:: Texto extraído
Calma, que o Brasil é nosso!





“Calma, que o Brasil é nosso!

Por José Nêumanne

Comemorar a vitória do adversário não é usual na natureza humana. Vencedores festejam e derrotados tomam fel no velório. Mas a Nostradamus de xepa de feira e bruxas de Macbeth de hoje em dia convém receitar boas doses de Rivotril e baldes de suco de maracujá. Esta não terá sido a última eleição do século: o mais tardar em dois anos serão disputados pleitos municipais, nos quais mais uma vez o ânimo popular será testado e nenhum eleitor será obrigado a contrariar seus interesses votando em quem não atender à vontade comum. Quem chora agora pode comemorar em outra ocasião, pois, todo mundo sabe, um dos maiores e mais ministrados tônicos da velha democracia é o rodízio do poder.
::::
:: Dados fornecidos
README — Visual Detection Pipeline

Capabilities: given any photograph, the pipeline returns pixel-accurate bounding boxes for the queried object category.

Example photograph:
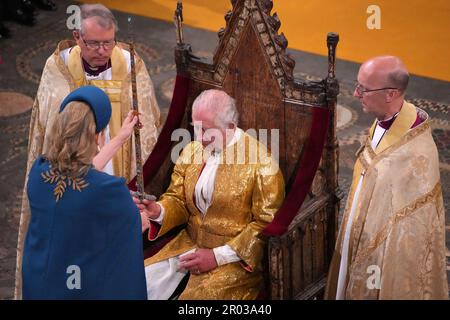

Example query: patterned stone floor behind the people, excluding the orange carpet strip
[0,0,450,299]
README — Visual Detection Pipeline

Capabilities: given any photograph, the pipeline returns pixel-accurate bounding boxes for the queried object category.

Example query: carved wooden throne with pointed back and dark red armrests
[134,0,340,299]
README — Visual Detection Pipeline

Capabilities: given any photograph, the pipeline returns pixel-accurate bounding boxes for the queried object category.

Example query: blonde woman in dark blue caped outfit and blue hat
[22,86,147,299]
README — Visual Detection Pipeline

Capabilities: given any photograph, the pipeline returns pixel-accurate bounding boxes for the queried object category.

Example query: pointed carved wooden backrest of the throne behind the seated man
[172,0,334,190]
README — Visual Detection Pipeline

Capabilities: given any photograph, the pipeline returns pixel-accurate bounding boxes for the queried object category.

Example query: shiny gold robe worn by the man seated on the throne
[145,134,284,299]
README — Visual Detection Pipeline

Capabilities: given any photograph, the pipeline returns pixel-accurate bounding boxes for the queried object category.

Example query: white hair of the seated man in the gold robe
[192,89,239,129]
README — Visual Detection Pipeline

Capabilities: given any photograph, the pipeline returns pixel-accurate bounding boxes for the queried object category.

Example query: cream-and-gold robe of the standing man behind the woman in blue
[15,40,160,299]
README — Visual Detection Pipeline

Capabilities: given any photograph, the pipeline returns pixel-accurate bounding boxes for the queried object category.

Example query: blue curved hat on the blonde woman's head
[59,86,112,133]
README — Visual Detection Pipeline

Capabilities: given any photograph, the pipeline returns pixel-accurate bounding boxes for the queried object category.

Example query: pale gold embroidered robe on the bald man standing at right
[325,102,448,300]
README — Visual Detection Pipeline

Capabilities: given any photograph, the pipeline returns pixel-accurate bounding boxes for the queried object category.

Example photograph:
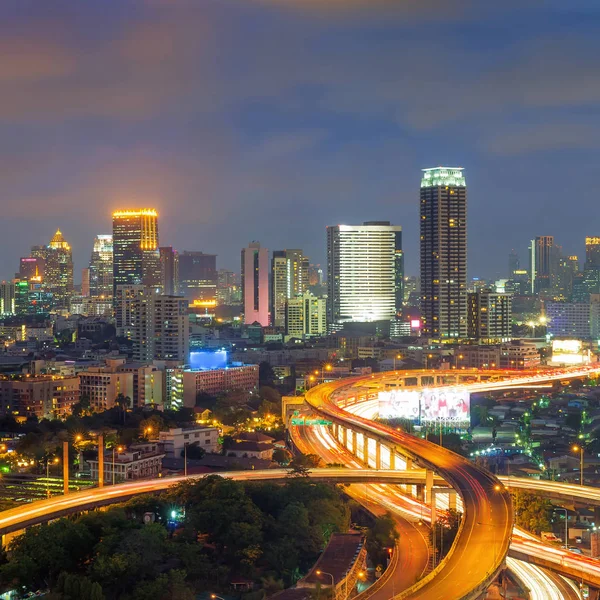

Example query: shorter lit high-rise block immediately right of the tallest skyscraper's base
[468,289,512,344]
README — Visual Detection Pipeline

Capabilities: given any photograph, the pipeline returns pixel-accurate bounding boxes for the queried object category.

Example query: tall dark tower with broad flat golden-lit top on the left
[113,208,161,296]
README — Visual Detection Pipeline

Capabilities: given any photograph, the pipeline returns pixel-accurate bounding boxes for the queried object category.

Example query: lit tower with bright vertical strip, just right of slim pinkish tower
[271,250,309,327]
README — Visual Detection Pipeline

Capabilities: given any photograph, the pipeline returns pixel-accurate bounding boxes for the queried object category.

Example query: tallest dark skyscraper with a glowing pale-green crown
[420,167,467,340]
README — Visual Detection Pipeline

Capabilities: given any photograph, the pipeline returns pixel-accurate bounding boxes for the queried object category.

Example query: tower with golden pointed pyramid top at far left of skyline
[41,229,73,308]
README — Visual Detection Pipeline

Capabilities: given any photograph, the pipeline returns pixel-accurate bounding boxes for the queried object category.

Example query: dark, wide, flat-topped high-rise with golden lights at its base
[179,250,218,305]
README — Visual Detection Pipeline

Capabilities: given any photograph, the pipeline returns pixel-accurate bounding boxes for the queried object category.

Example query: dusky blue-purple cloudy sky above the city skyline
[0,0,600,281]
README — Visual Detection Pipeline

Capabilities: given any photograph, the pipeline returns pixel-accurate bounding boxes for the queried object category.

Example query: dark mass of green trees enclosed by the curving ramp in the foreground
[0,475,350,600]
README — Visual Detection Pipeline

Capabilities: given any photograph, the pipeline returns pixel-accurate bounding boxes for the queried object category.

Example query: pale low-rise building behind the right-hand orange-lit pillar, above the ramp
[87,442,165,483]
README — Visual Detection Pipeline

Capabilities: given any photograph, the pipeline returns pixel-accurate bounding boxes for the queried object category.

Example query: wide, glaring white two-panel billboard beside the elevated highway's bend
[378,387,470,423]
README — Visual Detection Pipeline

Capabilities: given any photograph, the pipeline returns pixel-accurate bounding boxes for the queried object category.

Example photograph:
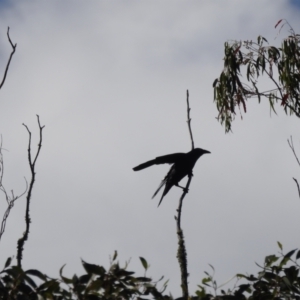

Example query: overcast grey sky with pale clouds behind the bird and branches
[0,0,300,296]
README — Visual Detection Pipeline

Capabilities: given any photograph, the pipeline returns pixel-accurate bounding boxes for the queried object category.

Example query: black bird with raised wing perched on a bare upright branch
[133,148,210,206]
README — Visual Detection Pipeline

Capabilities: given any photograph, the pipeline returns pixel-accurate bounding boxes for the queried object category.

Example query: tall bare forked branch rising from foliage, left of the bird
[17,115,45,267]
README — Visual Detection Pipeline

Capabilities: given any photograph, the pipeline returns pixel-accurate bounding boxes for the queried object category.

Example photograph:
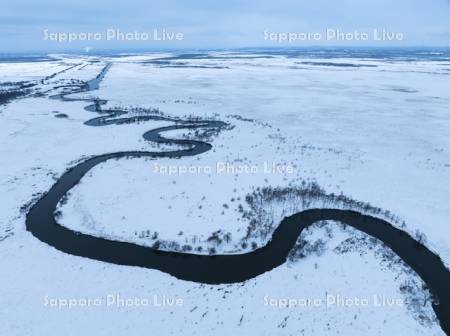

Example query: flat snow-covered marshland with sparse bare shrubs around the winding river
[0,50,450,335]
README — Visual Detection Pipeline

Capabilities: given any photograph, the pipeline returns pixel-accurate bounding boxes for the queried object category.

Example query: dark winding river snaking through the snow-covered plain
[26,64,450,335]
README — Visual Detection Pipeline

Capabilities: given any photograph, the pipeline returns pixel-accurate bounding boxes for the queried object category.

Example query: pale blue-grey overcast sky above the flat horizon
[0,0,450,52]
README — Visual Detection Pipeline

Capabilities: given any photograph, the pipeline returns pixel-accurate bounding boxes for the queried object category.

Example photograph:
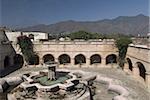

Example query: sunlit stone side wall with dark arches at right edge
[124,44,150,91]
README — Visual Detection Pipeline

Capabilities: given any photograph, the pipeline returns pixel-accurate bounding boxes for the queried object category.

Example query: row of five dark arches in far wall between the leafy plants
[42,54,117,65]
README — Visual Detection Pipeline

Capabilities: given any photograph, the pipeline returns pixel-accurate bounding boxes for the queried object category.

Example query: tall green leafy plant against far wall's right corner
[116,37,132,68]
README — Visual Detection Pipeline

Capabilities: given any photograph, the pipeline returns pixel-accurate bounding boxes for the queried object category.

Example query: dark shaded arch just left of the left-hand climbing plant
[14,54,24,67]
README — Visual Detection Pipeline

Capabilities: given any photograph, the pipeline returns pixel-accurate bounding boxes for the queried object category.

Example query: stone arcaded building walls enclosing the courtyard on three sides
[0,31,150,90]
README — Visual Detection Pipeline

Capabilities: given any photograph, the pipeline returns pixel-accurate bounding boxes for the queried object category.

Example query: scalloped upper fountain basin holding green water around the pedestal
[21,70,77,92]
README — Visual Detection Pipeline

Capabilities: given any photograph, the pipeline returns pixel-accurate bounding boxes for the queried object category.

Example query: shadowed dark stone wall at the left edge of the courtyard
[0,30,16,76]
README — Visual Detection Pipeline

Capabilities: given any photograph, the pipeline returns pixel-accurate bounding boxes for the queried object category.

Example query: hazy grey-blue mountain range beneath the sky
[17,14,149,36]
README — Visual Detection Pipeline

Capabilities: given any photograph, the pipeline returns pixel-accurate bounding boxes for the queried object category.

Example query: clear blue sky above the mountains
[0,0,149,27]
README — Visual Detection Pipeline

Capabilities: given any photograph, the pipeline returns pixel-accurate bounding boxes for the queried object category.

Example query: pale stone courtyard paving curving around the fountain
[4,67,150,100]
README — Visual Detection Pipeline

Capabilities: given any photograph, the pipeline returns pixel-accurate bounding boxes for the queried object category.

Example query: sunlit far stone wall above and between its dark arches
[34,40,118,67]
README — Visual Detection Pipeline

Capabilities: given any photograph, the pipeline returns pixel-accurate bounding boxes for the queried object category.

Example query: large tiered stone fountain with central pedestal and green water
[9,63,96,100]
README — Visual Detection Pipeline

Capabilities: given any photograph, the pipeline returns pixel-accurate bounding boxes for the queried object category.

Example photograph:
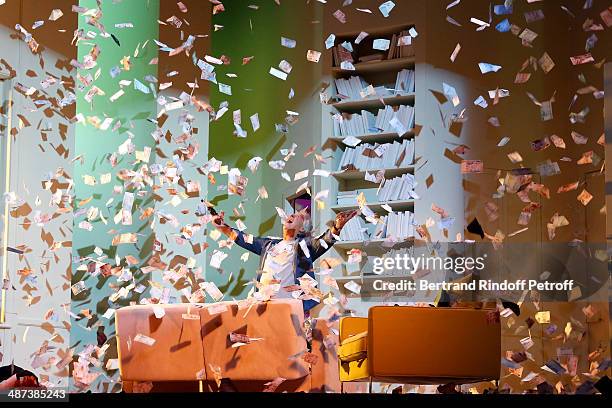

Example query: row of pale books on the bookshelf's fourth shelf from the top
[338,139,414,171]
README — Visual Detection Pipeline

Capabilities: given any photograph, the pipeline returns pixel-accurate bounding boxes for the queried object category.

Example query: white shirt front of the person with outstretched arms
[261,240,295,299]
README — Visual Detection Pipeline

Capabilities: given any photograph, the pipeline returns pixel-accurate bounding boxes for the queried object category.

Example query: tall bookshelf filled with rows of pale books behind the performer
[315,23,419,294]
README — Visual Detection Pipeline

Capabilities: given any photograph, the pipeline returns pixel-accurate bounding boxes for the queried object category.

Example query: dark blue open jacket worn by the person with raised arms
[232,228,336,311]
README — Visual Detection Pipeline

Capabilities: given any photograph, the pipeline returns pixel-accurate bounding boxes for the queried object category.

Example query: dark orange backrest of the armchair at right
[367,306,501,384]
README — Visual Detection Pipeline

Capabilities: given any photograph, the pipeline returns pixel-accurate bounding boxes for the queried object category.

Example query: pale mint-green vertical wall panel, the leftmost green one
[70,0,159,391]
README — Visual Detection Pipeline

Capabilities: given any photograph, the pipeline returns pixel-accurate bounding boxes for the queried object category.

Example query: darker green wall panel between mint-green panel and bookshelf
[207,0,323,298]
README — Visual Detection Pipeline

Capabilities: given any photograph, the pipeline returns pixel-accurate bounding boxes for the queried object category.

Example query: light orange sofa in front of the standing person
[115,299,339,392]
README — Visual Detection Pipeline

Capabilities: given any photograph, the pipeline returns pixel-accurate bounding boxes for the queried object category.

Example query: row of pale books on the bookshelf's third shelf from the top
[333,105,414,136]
::::
_Instruções de trabalho_
**1.** Segundo o artigo de José Nêumanne, em quanto tempo, no máximo, serão disputados pleitos municipais?
**2.** Transcreva do artigo de José Nêumanne o trecho que vai de "Comemorar a vitória" até "rodízio do poder.".

_Respostas por tarefa_
**1.** Em dois anos, no máximo.

**2.**
Comemorar a vitória do adversário não é usual na natureza humana. Vencedores festejam e derrotados tomam fel no velório. Mas a Nostradamus de xepa de feira e bruxas de Macbeth de hoje em dia convém receitar boas doses de Rivotril e baldes de suco de maracujá. Esta não terá sido a última eleição do século: o mais tardar em dois anos serão disputados pleitos municipais, nos quais mais uma vez o ânimo popular será testado e nenhum eleitor será obrigado a contrariar seus interesses votando em quem não atender à vontade comum. Quem chora agora pode comemorar em outra ocasião, pois, todo mundo sabe, um dos maiores e mais ministrados tônicos da velha democracia é o rodízio do poder.